If you own a big home with a very big living room, it doesn’t make sense to get modest when it comes to outfitting it with a new TV. Yes, if you’re going to big with your house, may as well go big with everything you put in it and it will rarely get bigger than the LG 8K DVLED Extreme Home Cinema Display.
LG’s answer to Samsung’s wall-sized TV, it gives you a gigantic 325-inch display that can show movies, TV shows, and your 8K camera home videos in full 8K resolution. That thing is so big it probably won’t fit in most people’s living rooms and home theaters (we mean, it dwarfs this 165-inch panel), requiring you to have a really large open space that’s both tall and wide in order to accommodate one.
The LG 8K DVLED Extreme Home Cinema Display isn’t about keeping things lightweight or ultra-thin like you’ve probably noticed LG doing with their OLED TVs. Instead, it’s all about giving you a massive viewing panel that will make watching theatrical releases in your home feel the same way it does on an AMC theater, size and weight be damned. As such, the 325-inch panel measures a whopping 23.6 x 13.3 feet (width x height) and weighs 2,222 pounds, so if you’re ever sitting in front of it when it falls forward after an earthquake, you’re probably going to die (or, at the least, send you to the hospital with a serious injury).
While 8K content isn’t really something you can easily get these days, we’re guessing it uses an upscaling tech that will make those lower-res programming look stellar in an even sharper panel. It has a conventional 16:9 aspect ratio, by the way, so you can still enjoy the same shows and movies the way they were meant to be viewing. According to the outfit, it uses micro-LED technology, where each LED serves as an individual pixel, allowing the panel to offer contrast and black levels that rival those on OLED TVs, while delivering precise lighting control and vibrant colors at every angle.

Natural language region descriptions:
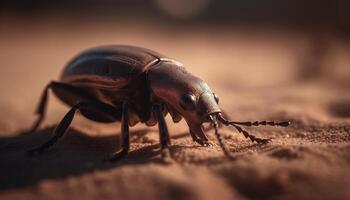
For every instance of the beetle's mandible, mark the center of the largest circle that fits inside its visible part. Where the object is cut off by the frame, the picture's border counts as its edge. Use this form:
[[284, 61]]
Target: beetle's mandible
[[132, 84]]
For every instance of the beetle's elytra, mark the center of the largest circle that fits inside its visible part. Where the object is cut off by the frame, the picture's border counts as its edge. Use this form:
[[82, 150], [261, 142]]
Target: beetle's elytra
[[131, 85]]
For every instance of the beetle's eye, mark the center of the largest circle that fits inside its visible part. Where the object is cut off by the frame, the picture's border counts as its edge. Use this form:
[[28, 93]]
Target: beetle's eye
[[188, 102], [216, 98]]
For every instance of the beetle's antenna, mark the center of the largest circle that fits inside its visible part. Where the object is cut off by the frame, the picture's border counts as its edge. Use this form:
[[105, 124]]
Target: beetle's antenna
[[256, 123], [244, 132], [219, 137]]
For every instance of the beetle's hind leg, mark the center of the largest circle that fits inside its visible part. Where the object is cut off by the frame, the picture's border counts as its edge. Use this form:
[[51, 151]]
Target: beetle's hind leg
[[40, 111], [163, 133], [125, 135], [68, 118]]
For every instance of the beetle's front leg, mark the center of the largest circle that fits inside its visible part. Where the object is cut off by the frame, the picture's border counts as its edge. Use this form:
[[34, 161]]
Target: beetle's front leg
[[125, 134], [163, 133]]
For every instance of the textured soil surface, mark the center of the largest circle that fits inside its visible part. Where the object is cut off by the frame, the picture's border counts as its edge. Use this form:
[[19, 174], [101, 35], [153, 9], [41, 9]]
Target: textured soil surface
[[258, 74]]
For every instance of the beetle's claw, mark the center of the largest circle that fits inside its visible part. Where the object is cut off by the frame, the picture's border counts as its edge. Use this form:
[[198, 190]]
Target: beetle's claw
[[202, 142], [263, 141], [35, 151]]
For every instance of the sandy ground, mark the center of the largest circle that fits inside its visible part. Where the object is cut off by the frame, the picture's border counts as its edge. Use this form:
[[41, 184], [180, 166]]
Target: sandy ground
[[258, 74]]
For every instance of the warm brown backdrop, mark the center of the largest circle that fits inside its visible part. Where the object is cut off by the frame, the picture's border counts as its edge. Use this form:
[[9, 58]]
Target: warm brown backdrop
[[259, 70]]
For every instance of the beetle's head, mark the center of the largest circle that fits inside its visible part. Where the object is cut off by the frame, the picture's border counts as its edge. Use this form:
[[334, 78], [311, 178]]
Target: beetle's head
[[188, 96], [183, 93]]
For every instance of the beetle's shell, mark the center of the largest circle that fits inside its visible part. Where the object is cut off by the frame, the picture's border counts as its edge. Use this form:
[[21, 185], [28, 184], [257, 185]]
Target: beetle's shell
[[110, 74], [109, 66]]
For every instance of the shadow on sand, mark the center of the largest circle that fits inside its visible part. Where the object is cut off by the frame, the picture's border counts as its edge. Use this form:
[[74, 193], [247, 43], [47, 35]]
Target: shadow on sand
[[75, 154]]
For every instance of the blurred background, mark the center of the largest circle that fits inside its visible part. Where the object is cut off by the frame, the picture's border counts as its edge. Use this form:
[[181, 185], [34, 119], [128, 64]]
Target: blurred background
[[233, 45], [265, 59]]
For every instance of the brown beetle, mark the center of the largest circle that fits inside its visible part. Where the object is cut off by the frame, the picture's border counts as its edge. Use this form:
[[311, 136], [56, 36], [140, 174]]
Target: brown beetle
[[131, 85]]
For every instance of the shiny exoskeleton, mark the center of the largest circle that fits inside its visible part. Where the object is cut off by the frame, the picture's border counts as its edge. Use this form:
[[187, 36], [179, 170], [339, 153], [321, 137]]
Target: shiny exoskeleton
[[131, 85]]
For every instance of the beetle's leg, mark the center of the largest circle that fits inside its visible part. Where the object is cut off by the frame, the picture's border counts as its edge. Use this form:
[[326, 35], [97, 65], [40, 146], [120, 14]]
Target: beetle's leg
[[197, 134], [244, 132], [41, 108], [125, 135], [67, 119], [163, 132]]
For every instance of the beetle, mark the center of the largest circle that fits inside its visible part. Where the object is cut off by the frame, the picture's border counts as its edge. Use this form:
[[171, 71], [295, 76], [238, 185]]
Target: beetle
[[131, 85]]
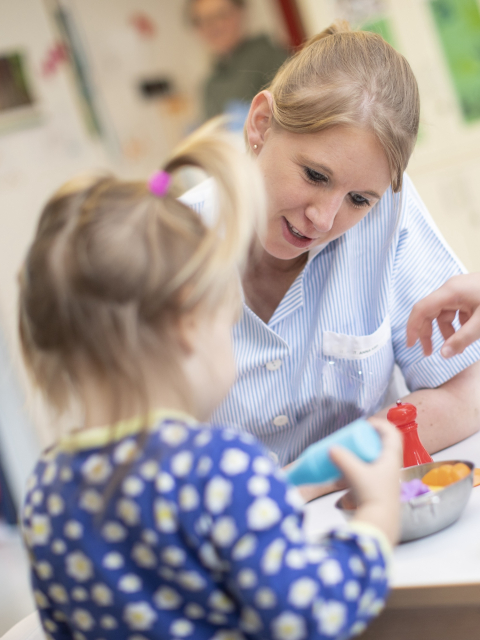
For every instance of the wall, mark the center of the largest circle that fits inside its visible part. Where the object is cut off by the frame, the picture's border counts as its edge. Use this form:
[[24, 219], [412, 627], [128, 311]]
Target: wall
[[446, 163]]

What needs to be done
In two sentences, summarize the text about LG's 325-inch display.

Answer area
The LG 8K DVLED Extreme Home Cinema Display, LG's answer to Samsung's wall-sized TV, is a 325-inch screen that shows content in full 8K and measures 23.6 x 13.3 feet and weighs 2,222 pounds, so it needs a very large, tall, and wide space. It has a 16:9 aspect ratio and uses micro-LED technology, with each LED acting as a single pixel, which gives it contrast and black levels that rival OLED TVs along with precise lighting control and vibrant colors at every angle.